» DIRECTIVE:
Rewrite the listing from the line with "on the hillside" through the line with "point(446, 332)", renaming "knee" to "elbow" and changing nothing else. Give back those lines only.

[Point annotation dataset listing]
◇ ◇ ◇ ◇

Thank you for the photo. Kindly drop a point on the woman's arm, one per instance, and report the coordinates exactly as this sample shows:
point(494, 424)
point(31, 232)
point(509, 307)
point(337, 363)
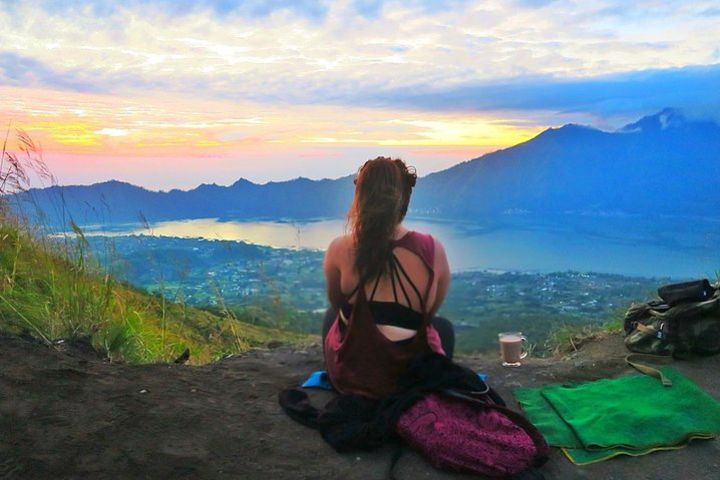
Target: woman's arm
point(332, 273)
point(442, 272)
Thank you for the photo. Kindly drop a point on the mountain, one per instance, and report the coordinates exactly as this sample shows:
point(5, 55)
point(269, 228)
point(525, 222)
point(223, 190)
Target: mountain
point(663, 164)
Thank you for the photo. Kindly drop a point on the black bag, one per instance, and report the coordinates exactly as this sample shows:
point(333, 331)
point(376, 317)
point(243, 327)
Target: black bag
point(682, 324)
point(696, 291)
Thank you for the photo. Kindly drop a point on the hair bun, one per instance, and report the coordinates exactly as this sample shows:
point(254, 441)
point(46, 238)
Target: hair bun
point(411, 176)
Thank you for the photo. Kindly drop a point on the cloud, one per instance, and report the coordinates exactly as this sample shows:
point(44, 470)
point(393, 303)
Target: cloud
point(18, 70)
point(689, 88)
point(419, 54)
point(315, 9)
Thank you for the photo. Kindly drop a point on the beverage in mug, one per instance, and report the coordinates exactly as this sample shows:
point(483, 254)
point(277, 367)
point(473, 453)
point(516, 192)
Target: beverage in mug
point(511, 348)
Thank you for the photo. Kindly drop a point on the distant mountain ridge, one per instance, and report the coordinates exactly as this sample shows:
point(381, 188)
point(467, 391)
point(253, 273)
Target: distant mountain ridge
point(663, 164)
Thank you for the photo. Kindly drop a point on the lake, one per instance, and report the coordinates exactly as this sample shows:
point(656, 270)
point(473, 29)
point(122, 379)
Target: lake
point(626, 246)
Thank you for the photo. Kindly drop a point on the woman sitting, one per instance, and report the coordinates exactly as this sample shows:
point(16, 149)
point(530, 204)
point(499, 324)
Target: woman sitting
point(385, 284)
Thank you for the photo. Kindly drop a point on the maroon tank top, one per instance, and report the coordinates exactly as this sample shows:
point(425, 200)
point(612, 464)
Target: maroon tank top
point(361, 359)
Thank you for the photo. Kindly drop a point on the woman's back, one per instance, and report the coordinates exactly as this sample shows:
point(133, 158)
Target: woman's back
point(384, 282)
point(399, 297)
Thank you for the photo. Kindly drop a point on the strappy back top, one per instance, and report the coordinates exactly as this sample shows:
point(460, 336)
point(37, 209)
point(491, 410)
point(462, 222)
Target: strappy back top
point(394, 313)
point(359, 358)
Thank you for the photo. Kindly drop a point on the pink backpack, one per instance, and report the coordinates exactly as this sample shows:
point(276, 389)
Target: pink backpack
point(471, 436)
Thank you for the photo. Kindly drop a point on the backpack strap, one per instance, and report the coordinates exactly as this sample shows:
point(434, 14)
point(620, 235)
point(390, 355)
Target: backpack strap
point(636, 360)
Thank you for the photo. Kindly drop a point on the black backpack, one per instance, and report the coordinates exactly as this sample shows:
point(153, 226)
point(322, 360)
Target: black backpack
point(684, 320)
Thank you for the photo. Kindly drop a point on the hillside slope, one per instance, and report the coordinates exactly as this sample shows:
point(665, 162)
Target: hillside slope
point(53, 291)
point(64, 413)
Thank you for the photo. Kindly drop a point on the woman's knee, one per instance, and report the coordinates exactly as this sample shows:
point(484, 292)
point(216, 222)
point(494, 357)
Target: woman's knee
point(330, 315)
point(446, 332)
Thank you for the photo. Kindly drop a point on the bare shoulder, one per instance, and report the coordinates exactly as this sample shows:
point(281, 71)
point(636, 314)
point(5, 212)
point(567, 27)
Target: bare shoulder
point(340, 247)
point(440, 256)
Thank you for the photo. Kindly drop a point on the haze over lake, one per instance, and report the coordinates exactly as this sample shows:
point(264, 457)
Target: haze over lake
point(606, 245)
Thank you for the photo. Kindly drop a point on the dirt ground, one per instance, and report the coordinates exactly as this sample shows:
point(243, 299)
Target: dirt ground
point(66, 413)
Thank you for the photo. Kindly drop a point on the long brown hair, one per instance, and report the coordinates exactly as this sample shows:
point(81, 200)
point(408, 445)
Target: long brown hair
point(382, 195)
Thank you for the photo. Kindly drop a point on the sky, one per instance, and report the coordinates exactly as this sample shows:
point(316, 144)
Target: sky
point(174, 93)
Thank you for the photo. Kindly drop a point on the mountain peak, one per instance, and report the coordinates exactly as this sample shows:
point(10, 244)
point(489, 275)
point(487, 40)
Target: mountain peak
point(664, 119)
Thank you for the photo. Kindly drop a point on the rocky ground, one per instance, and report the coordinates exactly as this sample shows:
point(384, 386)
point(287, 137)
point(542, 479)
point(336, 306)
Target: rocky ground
point(67, 413)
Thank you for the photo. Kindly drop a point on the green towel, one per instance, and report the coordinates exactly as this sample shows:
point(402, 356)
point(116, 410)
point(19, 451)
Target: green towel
point(632, 415)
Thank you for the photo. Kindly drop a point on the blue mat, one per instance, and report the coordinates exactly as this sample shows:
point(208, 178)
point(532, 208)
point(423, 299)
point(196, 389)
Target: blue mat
point(320, 380)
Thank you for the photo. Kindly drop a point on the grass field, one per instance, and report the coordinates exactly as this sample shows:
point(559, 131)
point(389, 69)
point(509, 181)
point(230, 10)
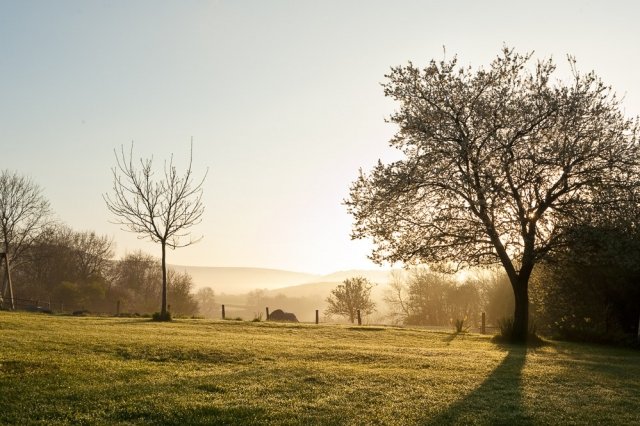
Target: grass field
point(84, 370)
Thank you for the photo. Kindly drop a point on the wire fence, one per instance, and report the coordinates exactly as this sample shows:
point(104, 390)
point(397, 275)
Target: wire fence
point(58, 306)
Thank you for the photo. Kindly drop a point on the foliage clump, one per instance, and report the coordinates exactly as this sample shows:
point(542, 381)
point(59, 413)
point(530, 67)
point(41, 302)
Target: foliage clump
point(353, 295)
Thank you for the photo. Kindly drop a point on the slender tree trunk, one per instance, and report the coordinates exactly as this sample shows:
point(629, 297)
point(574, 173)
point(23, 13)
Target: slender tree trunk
point(163, 309)
point(521, 314)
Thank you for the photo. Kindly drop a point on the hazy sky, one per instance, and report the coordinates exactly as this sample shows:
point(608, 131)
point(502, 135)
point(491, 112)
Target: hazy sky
point(282, 99)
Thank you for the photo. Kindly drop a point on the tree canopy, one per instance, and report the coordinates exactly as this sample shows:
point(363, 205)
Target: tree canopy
point(162, 210)
point(498, 164)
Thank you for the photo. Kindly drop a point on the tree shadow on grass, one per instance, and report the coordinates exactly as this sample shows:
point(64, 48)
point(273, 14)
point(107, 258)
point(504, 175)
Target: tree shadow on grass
point(498, 400)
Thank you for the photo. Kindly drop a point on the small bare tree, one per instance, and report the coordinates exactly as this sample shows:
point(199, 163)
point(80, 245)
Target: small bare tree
point(353, 295)
point(24, 212)
point(161, 210)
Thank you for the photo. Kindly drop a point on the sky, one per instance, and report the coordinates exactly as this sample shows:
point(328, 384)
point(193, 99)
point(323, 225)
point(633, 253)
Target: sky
point(282, 100)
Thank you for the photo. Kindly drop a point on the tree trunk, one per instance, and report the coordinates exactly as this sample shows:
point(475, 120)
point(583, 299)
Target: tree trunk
point(521, 314)
point(163, 308)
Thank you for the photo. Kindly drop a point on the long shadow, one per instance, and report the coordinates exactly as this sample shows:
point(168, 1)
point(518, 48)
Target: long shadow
point(497, 401)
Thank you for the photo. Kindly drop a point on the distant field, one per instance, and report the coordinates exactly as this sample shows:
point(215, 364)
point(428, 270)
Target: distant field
point(68, 370)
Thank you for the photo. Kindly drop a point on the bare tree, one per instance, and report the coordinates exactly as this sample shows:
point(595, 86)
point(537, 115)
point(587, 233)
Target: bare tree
point(499, 163)
point(24, 212)
point(162, 210)
point(354, 294)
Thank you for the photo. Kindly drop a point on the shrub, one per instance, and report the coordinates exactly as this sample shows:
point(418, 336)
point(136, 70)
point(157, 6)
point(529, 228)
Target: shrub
point(460, 327)
point(157, 316)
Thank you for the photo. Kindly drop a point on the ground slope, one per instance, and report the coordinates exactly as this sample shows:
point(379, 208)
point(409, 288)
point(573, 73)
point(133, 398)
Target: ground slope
point(68, 370)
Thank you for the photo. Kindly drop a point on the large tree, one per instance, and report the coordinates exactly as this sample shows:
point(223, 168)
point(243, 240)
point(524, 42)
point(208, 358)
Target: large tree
point(498, 163)
point(161, 210)
point(24, 212)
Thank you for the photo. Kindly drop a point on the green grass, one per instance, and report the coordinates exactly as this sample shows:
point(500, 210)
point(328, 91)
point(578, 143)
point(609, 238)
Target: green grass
point(84, 370)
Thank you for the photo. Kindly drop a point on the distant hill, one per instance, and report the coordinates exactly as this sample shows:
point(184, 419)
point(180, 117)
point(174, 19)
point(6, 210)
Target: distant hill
point(233, 280)
point(378, 277)
point(237, 280)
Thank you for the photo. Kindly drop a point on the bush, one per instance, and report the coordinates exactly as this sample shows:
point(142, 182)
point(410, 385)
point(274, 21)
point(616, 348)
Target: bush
point(157, 316)
point(460, 327)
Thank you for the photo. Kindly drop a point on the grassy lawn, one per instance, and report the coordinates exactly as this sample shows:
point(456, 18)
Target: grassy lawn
point(84, 370)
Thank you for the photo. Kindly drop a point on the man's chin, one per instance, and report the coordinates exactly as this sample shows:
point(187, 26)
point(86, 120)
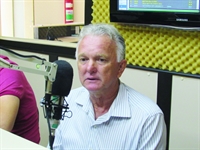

◇ ◇ ◇ ◇

» CORRECT RESULT:
Thank you for the photo. Kindly drop a point on the hillside slope, one per instance, and report the coordinates exactly as this sample shows:
point(665, 162)
Target: hillside slope
point(53, 291)
point(64, 413)
Thank you for the photo. Kindly drop a point on the woman's elbow, one per instance, and report the coordinates exactly as this sample shows:
point(484, 292)
point(216, 222)
point(494, 357)
Target: woman's elbow
point(330, 315)
point(446, 332)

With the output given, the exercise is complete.